**REQUIREMENTS:** Express these records as a two-column CSV with the headers "instruction" and "points", one row per record. Put each record's text and its answer in their own quoted fields, replace line breaks with spaces, and leave the pictures out.
-------- SUPPLIED DATA
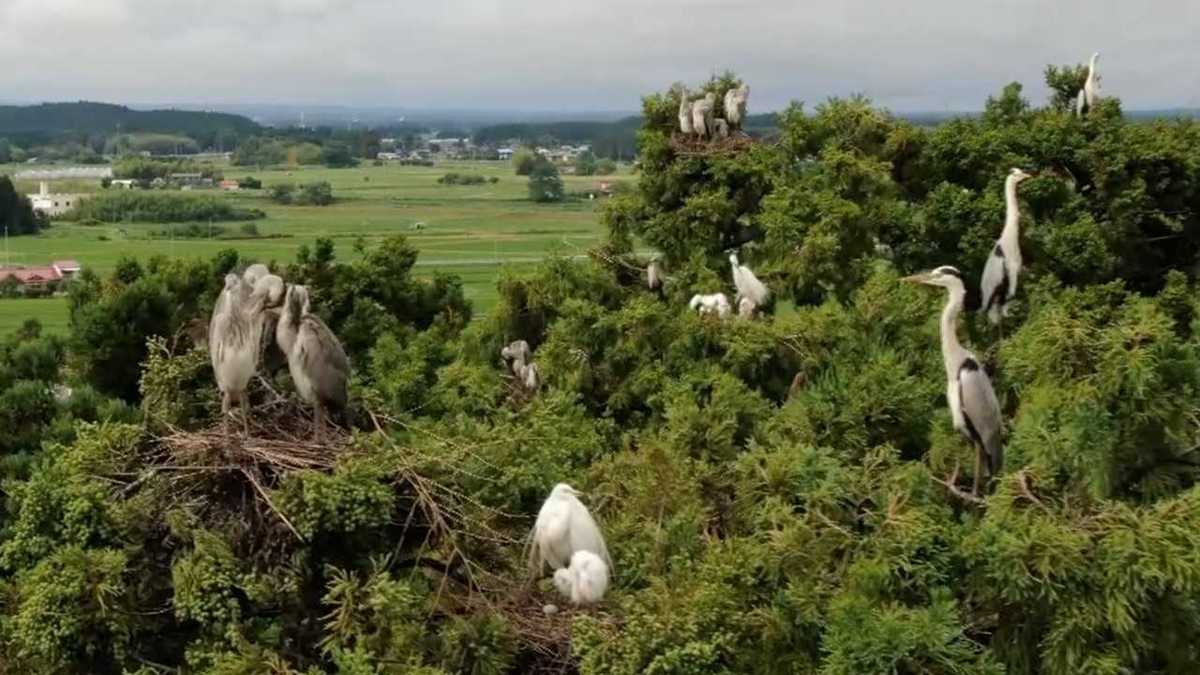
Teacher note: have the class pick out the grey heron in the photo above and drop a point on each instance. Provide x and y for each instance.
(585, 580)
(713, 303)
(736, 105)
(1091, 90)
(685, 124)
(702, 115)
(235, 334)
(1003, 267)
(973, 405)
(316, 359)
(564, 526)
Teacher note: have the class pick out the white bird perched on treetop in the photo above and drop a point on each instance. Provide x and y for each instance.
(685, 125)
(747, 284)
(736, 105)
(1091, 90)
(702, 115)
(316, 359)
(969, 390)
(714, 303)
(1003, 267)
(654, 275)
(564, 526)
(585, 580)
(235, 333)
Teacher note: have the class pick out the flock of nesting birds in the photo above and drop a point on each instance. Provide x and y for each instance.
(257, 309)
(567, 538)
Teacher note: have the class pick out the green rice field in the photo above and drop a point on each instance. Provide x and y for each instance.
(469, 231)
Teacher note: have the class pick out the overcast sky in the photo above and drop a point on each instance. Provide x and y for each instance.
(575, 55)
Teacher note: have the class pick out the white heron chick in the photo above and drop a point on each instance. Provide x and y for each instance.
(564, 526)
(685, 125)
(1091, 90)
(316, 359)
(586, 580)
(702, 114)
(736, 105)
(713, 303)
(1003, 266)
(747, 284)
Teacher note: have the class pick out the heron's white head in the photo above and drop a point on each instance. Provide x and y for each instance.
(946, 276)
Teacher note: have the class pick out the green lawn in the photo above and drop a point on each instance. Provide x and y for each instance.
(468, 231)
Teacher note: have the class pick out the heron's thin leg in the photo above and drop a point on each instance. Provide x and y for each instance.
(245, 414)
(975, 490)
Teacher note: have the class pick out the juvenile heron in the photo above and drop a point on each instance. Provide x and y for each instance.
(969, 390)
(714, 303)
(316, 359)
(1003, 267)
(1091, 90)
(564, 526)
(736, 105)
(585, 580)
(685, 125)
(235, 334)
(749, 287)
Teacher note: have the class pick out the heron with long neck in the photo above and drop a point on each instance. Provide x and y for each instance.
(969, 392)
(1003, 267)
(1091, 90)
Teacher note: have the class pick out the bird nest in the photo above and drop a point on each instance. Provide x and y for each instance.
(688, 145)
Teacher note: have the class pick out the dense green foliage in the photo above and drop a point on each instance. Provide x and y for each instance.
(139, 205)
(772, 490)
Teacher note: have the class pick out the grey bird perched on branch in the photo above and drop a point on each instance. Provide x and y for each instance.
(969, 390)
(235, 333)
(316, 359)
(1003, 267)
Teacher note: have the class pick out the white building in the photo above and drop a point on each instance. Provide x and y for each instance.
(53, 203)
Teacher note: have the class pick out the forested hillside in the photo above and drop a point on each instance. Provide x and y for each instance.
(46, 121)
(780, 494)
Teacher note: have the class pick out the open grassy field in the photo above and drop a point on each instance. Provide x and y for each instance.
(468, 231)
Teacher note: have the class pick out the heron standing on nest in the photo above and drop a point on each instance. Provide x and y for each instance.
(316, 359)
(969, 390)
----------------
**ANSWER TO THIS PROBLEM:**
instruction,points
"Teacher note: have the class pick out the grey heron in the photo above and drop a point on each instance. Provide x and y for each instance.","(585, 580) (713, 303) (736, 105) (1091, 90) (685, 124) (702, 115) (235, 334) (1003, 267) (973, 405) (316, 359) (564, 526)"
"Teacher note: have the class pick out the white bird perched on treetop in the photo above and drop a point on each instance. Provide x and y for each instance.","(685, 125) (747, 284) (736, 105) (1091, 90) (702, 115) (316, 359) (969, 390) (714, 303) (1003, 267) (654, 275) (564, 526) (585, 580) (235, 333)"
"Teacher note: have the class pick out the flock of nesting birds in the photo above and drop a point on each instance. Provide x and y for each instance.","(257, 309) (567, 538)"
"Teacher note: have the class pick out the green rice field in the photo above and drop a point on each instance. Provide x and y for each instance.","(469, 231)"
"Teacher note: have the class pick out the overcast sky in the photo above and drop a point on each instance. Provide x and y for each instance.","(575, 55)"
"Teacher note: have the class pick out the white heron chick in the photo above and drop a point on each instance. Provide x and y for each instance.","(564, 526) (685, 125) (1091, 90) (316, 359) (586, 580) (702, 114) (736, 105) (713, 303) (1003, 266) (747, 284)"
"Teacher note: have the class pick out the heron's white head in the photo above and drop a point on each instance. Provide x and y for each instance.","(946, 276)"
"Teacher note: have the class pick out the green lawn in the photo above and drop a point on each instance. Provide x and y for each instance.","(468, 231)"
"Teacher note: have the class pick out the heron's thin leg in the photo above and drop a point on each instance. Provide x and y for each instance.","(245, 414) (975, 490)"
"Teacher note: have the class pick out the juvenile heron in the photo above and drop a point on each instance. Provide x and y for each instance.","(969, 390) (714, 303) (316, 359) (1003, 267) (1091, 90) (564, 526) (736, 105) (585, 580) (685, 125) (235, 334) (749, 287)"
"Teacher note: have the class pick out the heron with long neck in the photo above and drop a point on each instance. Provide x and y for each instance.","(969, 392) (1003, 267) (1091, 90)"
"Teacher note: have the class pick out the bird nest in the photo above and drop a point on each instance. Provide x and y for each instance.","(688, 145)"
"Teacher note: have the class pick out the dense green foliage in the photo above and drop a point on each instance. Provide x and y for each instance.","(139, 205) (772, 490)"
"Teacher note: have the class pick out the grey bird perched on branch in the photo above and drop a point on each instance. Provide x and y for each instance.","(969, 390) (235, 333) (316, 359) (1003, 267)"
"Teacher note: have the class pick out the white building in the photo above and drop a point on each instance. Provide x and y for each instance.","(53, 203)"
"Teacher note: have the class pick out the forested hillside in the photo above and drop a point on each instance. Provide x and y for each instance.","(46, 121) (780, 494)"
"Teacher note: have the class pick out the open grassy field in the photo above and drop a point on each instance. Provide x and y for each instance.","(468, 231)"
"Teacher note: have the class pick out the heron standing on nest in the photo above and drop a point on each instance. Provide x and y for each instance.","(316, 359) (969, 390)"